▸ **GIVEN INSTRUCTION**: Could you reproduce the material below word for word, starting at the line that contains "Screenshot question: where is the black" and ending at the line that contains "[566,216,636,317]", with both of those lines included? Give only that span.

▸ **DATASET**:
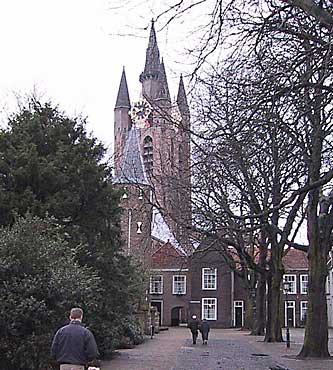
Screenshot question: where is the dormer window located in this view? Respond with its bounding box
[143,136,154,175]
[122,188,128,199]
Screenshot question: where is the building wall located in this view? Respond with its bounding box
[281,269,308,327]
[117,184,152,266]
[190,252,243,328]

---

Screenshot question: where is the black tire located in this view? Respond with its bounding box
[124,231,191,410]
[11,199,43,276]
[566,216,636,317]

▸ **TASK RESULT**:
Screenshot question: where is the black tire located in this view? Respond with its bounding box
[124,231,191,410]
[11,199,43,276]
[566,216,636,317]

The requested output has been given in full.